**Task statement:** Copy out each line of the material below with no changes.

#### Exercise material

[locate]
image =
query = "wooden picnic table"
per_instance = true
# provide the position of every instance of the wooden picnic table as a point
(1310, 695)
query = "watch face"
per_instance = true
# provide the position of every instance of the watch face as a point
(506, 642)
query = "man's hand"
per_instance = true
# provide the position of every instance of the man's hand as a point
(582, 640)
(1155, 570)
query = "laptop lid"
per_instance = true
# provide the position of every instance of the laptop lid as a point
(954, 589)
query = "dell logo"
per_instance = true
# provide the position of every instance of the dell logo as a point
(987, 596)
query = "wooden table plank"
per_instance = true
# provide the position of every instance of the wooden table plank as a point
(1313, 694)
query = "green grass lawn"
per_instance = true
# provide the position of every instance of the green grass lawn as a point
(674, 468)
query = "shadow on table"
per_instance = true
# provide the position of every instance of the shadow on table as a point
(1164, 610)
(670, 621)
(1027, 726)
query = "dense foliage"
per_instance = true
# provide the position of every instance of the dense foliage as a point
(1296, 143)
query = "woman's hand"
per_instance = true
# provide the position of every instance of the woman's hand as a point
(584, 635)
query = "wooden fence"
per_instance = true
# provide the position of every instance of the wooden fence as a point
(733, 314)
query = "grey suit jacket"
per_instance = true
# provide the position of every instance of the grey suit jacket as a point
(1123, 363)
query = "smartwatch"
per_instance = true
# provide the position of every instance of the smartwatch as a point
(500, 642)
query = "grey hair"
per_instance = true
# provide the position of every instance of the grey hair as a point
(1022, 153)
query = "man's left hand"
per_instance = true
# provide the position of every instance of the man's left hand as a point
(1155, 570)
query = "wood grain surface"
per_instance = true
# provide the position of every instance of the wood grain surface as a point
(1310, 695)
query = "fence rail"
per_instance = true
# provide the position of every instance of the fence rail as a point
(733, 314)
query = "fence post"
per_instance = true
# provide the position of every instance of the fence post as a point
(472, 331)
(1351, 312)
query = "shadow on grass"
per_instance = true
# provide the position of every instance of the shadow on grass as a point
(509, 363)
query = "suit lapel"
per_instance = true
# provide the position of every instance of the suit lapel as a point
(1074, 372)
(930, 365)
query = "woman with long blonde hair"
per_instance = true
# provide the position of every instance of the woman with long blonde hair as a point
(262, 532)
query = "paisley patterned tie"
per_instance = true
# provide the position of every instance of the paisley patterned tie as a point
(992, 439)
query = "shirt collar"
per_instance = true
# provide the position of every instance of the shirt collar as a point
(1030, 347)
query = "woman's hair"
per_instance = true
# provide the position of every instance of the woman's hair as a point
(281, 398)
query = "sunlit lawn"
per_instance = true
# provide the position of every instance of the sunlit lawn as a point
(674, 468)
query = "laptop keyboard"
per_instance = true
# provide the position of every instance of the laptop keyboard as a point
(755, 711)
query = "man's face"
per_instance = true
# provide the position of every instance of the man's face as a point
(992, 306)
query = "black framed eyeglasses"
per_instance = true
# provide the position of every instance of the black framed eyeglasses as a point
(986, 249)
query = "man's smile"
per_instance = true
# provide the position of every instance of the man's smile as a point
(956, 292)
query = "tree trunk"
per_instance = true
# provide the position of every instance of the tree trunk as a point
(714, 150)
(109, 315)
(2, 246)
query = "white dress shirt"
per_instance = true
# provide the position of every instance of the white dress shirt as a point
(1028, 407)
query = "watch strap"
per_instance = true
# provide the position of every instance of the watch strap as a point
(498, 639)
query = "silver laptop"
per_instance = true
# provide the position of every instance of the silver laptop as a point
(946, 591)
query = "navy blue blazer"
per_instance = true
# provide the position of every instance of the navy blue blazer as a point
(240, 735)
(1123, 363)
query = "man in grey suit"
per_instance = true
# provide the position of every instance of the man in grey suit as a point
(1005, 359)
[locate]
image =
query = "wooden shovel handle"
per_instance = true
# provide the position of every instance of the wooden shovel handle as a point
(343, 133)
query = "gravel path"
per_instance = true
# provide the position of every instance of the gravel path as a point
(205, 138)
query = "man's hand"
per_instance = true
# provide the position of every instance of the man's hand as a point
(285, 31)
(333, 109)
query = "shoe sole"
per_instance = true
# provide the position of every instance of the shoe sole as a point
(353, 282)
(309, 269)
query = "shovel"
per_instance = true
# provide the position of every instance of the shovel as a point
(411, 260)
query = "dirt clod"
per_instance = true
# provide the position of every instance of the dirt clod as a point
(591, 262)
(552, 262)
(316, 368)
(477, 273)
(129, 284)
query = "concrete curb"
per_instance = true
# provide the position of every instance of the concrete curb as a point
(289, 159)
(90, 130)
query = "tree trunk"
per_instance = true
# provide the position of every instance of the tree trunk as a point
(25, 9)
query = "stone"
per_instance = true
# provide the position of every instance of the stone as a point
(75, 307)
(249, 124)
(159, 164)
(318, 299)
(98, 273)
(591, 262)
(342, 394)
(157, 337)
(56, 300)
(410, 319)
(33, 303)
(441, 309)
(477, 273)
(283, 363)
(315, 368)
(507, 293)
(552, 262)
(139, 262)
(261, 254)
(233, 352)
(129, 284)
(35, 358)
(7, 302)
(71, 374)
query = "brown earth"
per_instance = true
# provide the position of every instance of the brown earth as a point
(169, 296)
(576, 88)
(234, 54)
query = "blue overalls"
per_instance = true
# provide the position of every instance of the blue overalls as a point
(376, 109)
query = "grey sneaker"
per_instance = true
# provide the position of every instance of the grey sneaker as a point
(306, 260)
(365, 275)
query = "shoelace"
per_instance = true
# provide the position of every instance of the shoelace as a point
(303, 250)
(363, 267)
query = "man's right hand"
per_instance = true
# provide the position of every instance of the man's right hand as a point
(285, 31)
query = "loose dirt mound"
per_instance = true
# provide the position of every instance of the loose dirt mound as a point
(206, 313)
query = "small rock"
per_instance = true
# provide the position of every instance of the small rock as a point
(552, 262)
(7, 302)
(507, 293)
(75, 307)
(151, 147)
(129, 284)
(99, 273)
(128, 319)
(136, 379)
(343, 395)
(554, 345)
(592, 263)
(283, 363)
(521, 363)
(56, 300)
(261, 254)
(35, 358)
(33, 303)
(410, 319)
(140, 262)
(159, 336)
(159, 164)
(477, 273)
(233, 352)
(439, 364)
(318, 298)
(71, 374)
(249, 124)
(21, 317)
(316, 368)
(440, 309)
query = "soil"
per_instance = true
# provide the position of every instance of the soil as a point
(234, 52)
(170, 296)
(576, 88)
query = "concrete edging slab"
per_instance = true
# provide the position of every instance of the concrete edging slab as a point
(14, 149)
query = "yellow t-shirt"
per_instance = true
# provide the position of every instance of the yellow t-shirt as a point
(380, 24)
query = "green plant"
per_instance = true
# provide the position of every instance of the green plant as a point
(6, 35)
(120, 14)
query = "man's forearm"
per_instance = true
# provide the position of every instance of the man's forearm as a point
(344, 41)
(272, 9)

########

**Exercise solution:**
[locate]
image =
query = "wooden picnic table"
per_instance = true
# provide the position of every instance of the wooden picnic table as a point
(1310, 695)
query = "watch face"
per_instance = true
# provide the position of every instance of the watch face as a point
(506, 642)
query = "man's hand"
per_instance = true
# provide the position of every instance of the man's hand as a point
(582, 640)
(1155, 570)
query = "laptop lid"
per_instance = true
# provide the position of every instance of the laptop lid as a point
(954, 589)
query = "dell logo"
per_instance = true
# provide the position of every instance of the dell logo as a point
(987, 596)
query = "wooden table plank"
per_instance = true
# provide the position of every instance of the wooden table plank as a point
(1313, 694)
query = "green grass lawn"
per_instance = true
# provide the position of every instance of the green grass lawn as a point
(674, 468)
query = "shadow on table"
per_instance = true
# provide the position of every instance of the shadow on table as a point
(1164, 610)
(670, 621)
(1027, 726)
query = "dense foliage"
per_instance = true
# provide the position of every instance of the dense foliage as a point
(1296, 143)
query = "woman's hand"
per_instance = true
# provide the position of every instance of the woman's hand as a point
(584, 635)
query = "wooden fence"
per_instance = true
# provide the position of every instance of the wooden fence as a point
(733, 314)
query = "grey suit jacket"
per_instance = true
# provide the position of every instance of the grey suit jacket as a point
(1123, 363)
query = "smartwatch"
per_instance = true
# provide the position of every instance of the smartwatch as a point
(500, 642)
query = "grey hair"
per_instance = true
# provide the position of every instance of the grey hair as a point
(1022, 153)
query = "man's left hand"
per_instance = true
# provide the position of every instance of the man's left hand as a point
(1155, 570)
query = "wood grain surface"
per_instance = true
# provide the position of every instance of the wood grain surface as a point
(1310, 695)
query = "fence rail"
per_instance = true
# provide the position of every instance of the fence rail as a point
(733, 314)
query = "fence post"
per_instance = true
# provide the position of every instance of the fence post as a point
(472, 331)
(1351, 312)
query = "shadow on grass"
per_instance = true
# provide the position of every instance of the shadow on grass as a point
(509, 363)
query = "suit lapel"
per_instance = true
# provide the position of every instance of the suit lapel as a point
(1074, 372)
(930, 365)
query = "woman with long blonde hair"
per_instance = true
# provide the position of every instance of the woman with long blonde hair as a point
(262, 532)
query = "paisley patterned tie"
per_instance = true
# provide the position of every instance of the paisley patterned tie as a point
(992, 439)
query = "shirt collar"
per_instance = true
# provide the position of every instance of the shirt collar as a point
(1030, 347)
query = "woman's hair"
per_instance = true
# provide the position of every instance of the woman's hair as a point
(281, 398)
query = "sunlit lawn"
per_instance = true
# provide the position of every instance of the sunlit lawn as a point
(674, 468)
query = "laptop keyboard"
per_instance = true
# provide the position of every instance of the laptop keyboard as a point
(755, 711)
query = "man's face"
per_instance = true
# provide the position of every instance of the man's face as a point
(992, 306)
query = "black framed eyeglasses"
per_instance = true
# provide the position of every instance of the black framed eyeglasses as a point
(986, 249)
query = "man's smile"
per_instance = true
# provide the position of every instance of the man's smile as a point
(956, 292)
query = "tree trunk"
per_instance = true
# provide the position of every instance of the tree trunk as a point
(714, 150)
(109, 315)
(2, 246)
query = "white dress shirt"
per_instance = true
# provide the position of every instance of the white dress shirt as a point
(1028, 407)
query = "watch strap"
per_instance = true
# provide the position of every instance of the watch strap as a point
(498, 639)
query = "silver laptop"
per_instance = true
# provide the position of every instance of the silver laptop as a point
(946, 591)
query = "navy blue blazer"
per_instance = true
# provide the position of every instance of the navy blue blazer as a point
(240, 735)
(1123, 363)
query = "man in grey suit"
per_instance = true
# provide the position of every instance of the man in grey suit as a point
(1005, 359)
[locate]
image =
query = "wooden shovel handle"
per_instance = true
# provide the position of every instance of the wooden shovel handle as a point
(343, 133)
query = "gravel path"
per_instance = true
# provide the position of every instance of the gravel path as a point
(205, 138)
query = "man's hand"
per_instance = true
# provide the position of every instance of the man's hand as a point
(285, 31)
(333, 109)
query = "shoe sole"
per_instance = true
# provide the position of every instance of the shoe sole as a point
(353, 282)
(309, 269)
query = "shovel"
per_instance = true
# provide the position of every instance of the shovel as a point
(411, 260)
query = "dirt clod"
per_instance = true
# provide the position of every instance of the dirt clod as a point
(591, 262)
(552, 262)
(316, 368)
(477, 273)
(129, 284)
query = "concrete curb"
per_instance = true
# provide the position of every instance of the concrete curb as a point
(289, 159)
(90, 130)
query = "tree trunk"
per_instance = true
# provide the position of every instance of the tree trunk as a point
(25, 9)
query = "stone"
per_instance = true
# provide the position of every instance of the stone as a point
(75, 307)
(249, 124)
(159, 164)
(318, 299)
(98, 273)
(591, 262)
(342, 394)
(157, 337)
(56, 300)
(410, 319)
(33, 303)
(441, 309)
(477, 273)
(283, 363)
(315, 368)
(507, 293)
(552, 262)
(139, 262)
(261, 254)
(233, 352)
(129, 284)
(35, 358)
(7, 302)
(71, 374)
query = "brown earth"
per_instance = true
# provide the position of every instance of the brown earth as a point
(169, 296)
(576, 88)
(234, 54)
query = "blue overalls"
per_instance = true
# provide the position of every instance of the blue overalls as a point
(376, 109)
query = "grey sneaker"
per_instance = true
# provide the position of every instance of the grey sneaker as a point
(306, 260)
(365, 275)
query = "shoelace"
per_instance = true
# provide the position of every instance of the shoelace as a point
(303, 250)
(363, 267)
query = "man's right hand"
per_instance = true
# provide the position of every instance of the man's right hand as a point
(285, 31)
query = "loose dirt mound"
per_instance = true
# provide the position of every instance of the loose dirt mound as a point
(206, 313)
query = "small rock"
per_instance = true
# provide the position of every instance of the small rock as a point
(552, 262)
(7, 302)
(507, 293)
(75, 307)
(151, 147)
(129, 284)
(99, 273)
(128, 319)
(136, 379)
(343, 395)
(554, 345)
(592, 263)
(283, 363)
(521, 363)
(56, 300)
(261, 254)
(35, 358)
(33, 303)
(410, 319)
(140, 262)
(159, 336)
(159, 164)
(477, 273)
(233, 352)
(439, 364)
(318, 298)
(71, 374)
(249, 124)
(21, 317)
(316, 368)
(440, 309)
query = "soil"
per_instance = true
# provide the position of every instance of the soil as a point
(234, 52)
(170, 296)
(576, 88)
query = "concrete edging slab"
per_instance = true
# provide the position of every instance of the concrete edging slab as a point
(14, 149)
query = "yellow t-shirt"
per_instance = true
# provide the position of every instance of the yellow t-shirt as a point
(380, 24)
query = "green plant"
per_instance = true
# provide the position of every instance of the green plant as a point
(6, 35)
(120, 14)
query = "man's forearm"
per_instance = true
# provide the position of every instance of the man's forearm as a point
(344, 41)
(272, 9)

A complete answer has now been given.